##### SUPPLIED DATA
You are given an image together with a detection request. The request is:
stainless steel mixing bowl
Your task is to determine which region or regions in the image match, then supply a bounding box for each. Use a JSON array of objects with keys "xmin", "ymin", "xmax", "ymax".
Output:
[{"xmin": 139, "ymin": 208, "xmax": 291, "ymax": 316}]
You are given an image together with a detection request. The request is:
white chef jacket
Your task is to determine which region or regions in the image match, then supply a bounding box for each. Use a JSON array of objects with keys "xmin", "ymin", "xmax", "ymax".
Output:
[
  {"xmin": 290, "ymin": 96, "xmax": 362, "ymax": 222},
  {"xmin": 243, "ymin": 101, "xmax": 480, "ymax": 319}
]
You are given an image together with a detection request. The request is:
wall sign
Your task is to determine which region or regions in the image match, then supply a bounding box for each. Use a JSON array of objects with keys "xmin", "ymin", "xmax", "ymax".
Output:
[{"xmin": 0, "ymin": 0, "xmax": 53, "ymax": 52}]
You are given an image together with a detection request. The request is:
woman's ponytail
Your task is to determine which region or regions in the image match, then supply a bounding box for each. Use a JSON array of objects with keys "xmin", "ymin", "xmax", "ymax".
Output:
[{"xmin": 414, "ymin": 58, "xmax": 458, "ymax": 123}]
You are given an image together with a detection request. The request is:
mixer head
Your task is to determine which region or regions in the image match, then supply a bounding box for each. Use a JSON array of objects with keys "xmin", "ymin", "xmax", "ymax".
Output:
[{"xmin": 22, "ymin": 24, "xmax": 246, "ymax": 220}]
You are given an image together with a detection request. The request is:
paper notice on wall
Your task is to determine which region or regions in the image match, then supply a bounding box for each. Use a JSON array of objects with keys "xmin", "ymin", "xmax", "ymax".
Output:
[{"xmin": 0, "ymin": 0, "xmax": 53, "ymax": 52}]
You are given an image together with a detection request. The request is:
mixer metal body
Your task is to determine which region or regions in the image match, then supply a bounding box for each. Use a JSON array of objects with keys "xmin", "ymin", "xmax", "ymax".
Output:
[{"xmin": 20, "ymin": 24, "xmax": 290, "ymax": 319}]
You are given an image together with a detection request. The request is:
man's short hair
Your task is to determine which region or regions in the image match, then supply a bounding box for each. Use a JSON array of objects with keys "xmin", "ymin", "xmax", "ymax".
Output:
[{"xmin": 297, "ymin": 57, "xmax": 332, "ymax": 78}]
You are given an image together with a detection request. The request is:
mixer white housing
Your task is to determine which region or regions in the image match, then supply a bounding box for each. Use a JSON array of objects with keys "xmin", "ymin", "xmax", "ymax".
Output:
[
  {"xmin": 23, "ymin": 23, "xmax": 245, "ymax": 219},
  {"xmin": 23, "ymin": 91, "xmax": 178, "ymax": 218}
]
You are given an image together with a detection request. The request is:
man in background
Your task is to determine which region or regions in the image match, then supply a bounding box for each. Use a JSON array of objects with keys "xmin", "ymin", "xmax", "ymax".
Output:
##########
Select every line above that contains the word "mixer", and copy it.

### [OUTPUT FOR THIS TASK]
mixer head
mixer metal body
mixer white housing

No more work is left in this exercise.